## Work item
A copy of the listing below is needed, exact in every line and without images.

## Records supplied

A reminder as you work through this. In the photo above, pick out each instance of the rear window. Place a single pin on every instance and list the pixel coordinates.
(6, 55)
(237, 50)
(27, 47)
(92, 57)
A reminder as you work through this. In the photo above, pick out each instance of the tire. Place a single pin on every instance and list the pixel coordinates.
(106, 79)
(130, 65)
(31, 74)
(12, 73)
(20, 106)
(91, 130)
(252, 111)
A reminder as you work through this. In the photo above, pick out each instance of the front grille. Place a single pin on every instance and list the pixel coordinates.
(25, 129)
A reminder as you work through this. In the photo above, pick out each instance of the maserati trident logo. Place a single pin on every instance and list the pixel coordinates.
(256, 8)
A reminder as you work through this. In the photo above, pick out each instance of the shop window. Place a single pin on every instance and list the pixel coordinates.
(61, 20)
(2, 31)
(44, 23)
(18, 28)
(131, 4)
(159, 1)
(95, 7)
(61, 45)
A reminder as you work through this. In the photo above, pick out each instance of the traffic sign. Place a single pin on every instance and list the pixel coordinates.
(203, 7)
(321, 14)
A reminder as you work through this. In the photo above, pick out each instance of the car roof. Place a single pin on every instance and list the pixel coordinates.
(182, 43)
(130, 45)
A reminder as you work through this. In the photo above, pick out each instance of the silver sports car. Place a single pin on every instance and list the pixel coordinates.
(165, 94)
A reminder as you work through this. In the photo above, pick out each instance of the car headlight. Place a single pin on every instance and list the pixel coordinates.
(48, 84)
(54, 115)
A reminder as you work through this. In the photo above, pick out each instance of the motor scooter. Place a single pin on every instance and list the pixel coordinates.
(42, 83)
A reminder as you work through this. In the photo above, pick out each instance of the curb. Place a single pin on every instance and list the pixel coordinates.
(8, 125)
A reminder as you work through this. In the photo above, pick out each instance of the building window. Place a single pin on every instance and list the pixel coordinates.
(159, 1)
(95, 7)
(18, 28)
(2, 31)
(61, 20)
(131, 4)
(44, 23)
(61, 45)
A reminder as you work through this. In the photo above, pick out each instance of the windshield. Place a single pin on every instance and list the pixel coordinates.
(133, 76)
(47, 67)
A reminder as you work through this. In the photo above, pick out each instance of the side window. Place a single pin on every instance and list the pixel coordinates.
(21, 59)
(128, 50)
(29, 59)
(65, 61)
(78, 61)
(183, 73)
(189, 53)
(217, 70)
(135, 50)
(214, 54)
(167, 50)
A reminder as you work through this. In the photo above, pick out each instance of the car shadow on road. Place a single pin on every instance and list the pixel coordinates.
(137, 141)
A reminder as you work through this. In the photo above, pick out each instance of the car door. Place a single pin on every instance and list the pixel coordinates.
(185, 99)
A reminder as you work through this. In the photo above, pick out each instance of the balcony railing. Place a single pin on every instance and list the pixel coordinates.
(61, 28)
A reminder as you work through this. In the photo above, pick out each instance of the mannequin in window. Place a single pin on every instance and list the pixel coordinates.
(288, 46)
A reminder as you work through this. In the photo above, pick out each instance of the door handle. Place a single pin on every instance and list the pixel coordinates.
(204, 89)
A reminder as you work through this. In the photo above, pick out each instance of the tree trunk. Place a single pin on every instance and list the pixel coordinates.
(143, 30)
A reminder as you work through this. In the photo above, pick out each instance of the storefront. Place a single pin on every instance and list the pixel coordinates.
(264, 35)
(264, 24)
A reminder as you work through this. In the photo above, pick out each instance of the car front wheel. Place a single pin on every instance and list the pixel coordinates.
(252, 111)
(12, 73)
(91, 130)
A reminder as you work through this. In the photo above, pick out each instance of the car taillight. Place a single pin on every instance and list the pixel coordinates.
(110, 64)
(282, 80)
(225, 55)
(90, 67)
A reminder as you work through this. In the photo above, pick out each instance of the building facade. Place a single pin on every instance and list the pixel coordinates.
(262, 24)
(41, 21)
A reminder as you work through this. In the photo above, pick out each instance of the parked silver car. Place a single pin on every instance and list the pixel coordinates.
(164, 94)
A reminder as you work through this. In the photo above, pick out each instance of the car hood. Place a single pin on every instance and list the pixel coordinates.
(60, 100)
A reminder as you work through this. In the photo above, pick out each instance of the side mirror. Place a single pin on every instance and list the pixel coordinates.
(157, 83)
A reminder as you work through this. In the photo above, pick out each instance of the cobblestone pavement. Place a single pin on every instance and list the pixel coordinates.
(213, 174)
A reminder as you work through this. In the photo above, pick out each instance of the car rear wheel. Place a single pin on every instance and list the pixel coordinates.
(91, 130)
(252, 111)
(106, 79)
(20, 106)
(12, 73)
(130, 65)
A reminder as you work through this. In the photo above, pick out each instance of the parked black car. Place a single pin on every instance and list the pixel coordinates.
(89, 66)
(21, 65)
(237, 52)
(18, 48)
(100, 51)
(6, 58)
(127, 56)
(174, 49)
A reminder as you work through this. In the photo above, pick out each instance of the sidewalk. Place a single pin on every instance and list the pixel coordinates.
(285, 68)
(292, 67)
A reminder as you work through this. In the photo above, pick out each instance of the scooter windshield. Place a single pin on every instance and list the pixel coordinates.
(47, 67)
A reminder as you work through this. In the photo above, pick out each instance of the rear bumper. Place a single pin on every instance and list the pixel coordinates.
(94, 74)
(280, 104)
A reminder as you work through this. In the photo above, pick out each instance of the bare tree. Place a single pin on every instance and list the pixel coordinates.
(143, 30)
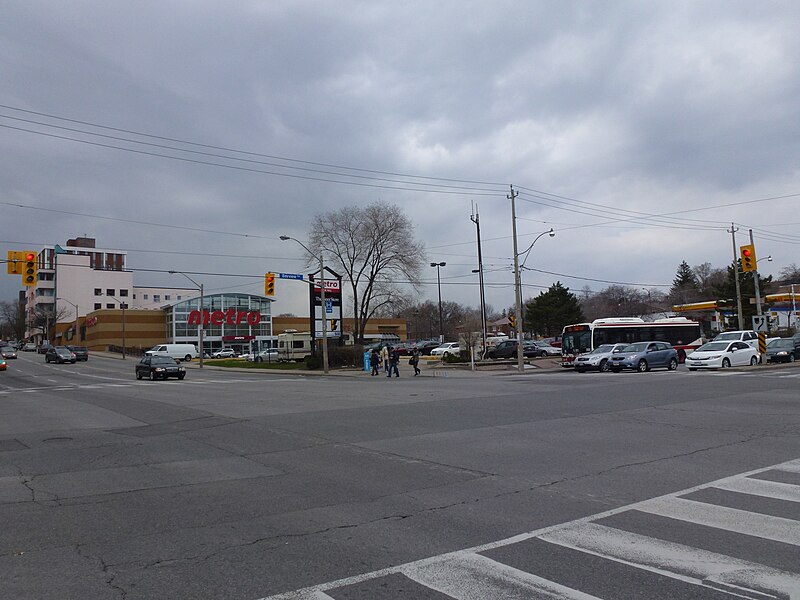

## Problem solution
A reminder as you work through this. In the photo above, pick out each instance of the rear window. Place a single pin on every instance and list the pixel coordinates.
(6, 55)
(237, 50)
(27, 47)
(92, 57)
A reminder as you work through this. In the photo above, pick out each instance of the tire. Place a single pin on every instance and list the pixel coordinates.
(106, 79)
(130, 65)
(31, 74)
(12, 73)
(20, 106)
(91, 130)
(252, 111)
A reminder as you work through this. In the photo above, pick out each instance of the front grille. Place a single pin on every instance and list the pixel coordinates.
(25, 129)
A reminder as you work through this. In the photo above, pick out each instance of the maserati trident logo. Place a single pin on every instance and list the pixel coordinates.
(256, 8)
A reminder as you work through this. In the photo above, pick out each instance of the shop window. Place a single pin on every instance and list the pixel coordinates.
(61, 20)
(2, 31)
(44, 23)
(18, 28)
(131, 4)
(159, 1)
(95, 7)
(61, 45)
A reminder as you work through this. In the photo above, pick out each instance of the traffic sign. Place a single pin on every instance and list the pixel coordinates.
(203, 7)
(321, 14)
A reminder as you work through this. In the photo above, pick out each instance of the car roof. Place a single pin on every instance and list the pixel coordinates.
(182, 43)
(130, 45)
A reminder as you work through this. In the photo above, pick out each instance of the silver sports car. Place a single pin on every instance and list the pixel coordinates.
(165, 94)
A reminder as you work through this. In the photo above, pick out each instance of the car headlight. Place a single pin on every instance and list the pixel coordinates.
(48, 84)
(54, 115)
A reminder as you work through this. In the photo above, pick out each instance of the motor scooter. Place a single pin on every instance and list the pixel coordinates.
(42, 83)
A reminder as you work through this. In the photo above, pick out each instance of the curb. Place a single pin on every instance and list the pixel coordinates.
(8, 125)
A reminder as you work through this. In the photo above, pick out each instance of the building window. Place a single pin on every instance and list the pixel coordinates.
(159, 1)
(95, 7)
(18, 28)
(2, 31)
(61, 20)
(131, 4)
(44, 23)
(61, 45)
A reminder as you work through this. In the photo above, pick out each instance of the windshield. Place a single pin on every instance and list the pixel coordinates.
(133, 76)
(47, 67)
A reminder as you work through this. In the photo above, pick out each instance of the side window. Place a single pin on every instance and list the pixel coordinates.
(21, 59)
(128, 50)
(29, 59)
(65, 61)
(78, 61)
(183, 73)
(189, 53)
(217, 70)
(135, 50)
(214, 54)
(167, 50)
A reminder as you work through this. In the photo above, pick out each instance of the car shadow on road. Place a single pin on every instance and list the pixel coordinates.
(137, 141)
A reminder as you work through this. In the photo above, pick out each instance of the car door. Place a single pin on every instance and list the pixel coordinates.
(185, 99)
A reminder as you work through this. In the photo above, pick out each instance of the balcony railing. Place a single pin on every instance and list the pixel coordinates.
(61, 28)
A reminder as you work through this. In the photo above, pick out each instance of the mannequin in window. Place a single pin on every instance and list the pixel coordinates.
(288, 46)
A reminder as you work through this. In the photo above, pick out each instance of the door handle. Place a single pin on every instance and list the pixel coordinates.
(204, 89)
A reminder as you work through this. In the photo above, pick out each instance of the tree trunk. Place a single pin on every instance and list the pixel coordinates.
(143, 30)
A reminder as you work through this. In the photo above, pick out each instance of the storefront. Place a single pin on every instance and list the pixel coordinates.
(264, 35)
(264, 24)
A reminder as you work through this. In the photo above, pick out each instance of the car front wheel. Place a single pin on every instance and list the pixel coordinates.
(252, 111)
(12, 73)
(91, 130)
A reminder as you work through this. In the photo above, pick out each instance of the car taillight. Place a single pin on every instance and list the pixel coordinates.
(110, 64)
(282, 80)
(225, 55)
(90, 67)
A reminder as you work through this. In the photo above, pick out each instance of the building facade. Place a single pin on every instance and list the pixel coordinates.
(262, 24)
(41, 21)
A reminder as you work through this. In the photo above, pick out each instance of the parked silver car. Place a single pin on every instance and list the pixel coordinates.
(164, 94)
A reminder as you work through this. In the photo above, pick out each instance of the car hood. Place a single pin on every instance and list the pixel coordinates.
(60, 100)
A reminder as you work through this. In the photo above, pick out each instance of the side mirror. Place a single pin on every instance and list the pixel coordinates.
(157, 83)
A reminder as you work through this. In the photo above, pick out each instance of the cobblestone pavement. Place a single pin on every instance and list the pixel coordinates.
(213, 174)
A reminder as you work through this. In the photo above, pick out each instance of the car rear wheel. Place a single pin on every instance and list the pixel coordinates.
(91, 130)
(252, 111)
(106, 79)
(20, 106)
(12, 73)
(130, 65)
A reminder as you work through this. In the photo above, pick out each instance of the parked black car. Place a single pin on every instance and list the pixel coordinates.
(89, 66)
(21, 65)
(237, 52)
(18, 48)
(100, 51)
(6, 58)
(127, 56)
(174, 49)
A reminder as you work through this. In the photo above, pick out each instance of the sidewalk. Place a single pin on every instance and list the pixel coordinates.
(285, 68)
(292, 67)
A reminder as you work through this. In the photo above, pick out each instance of the scooter windshield. Place a single pin on every instance and list the pixel coordinates.
(47, 67)
A reminder as you work through this. In the photo above, pick out each instance of the rear bumper. Place a single pin on every instance and list the pixel coordinates.
(94, 74)
(280, 104)
A reminder as you work through this. In the photo above, pick out each instance of the bare tree. Place a single pin on every instance and list the pixel coordinates.
(143, 30)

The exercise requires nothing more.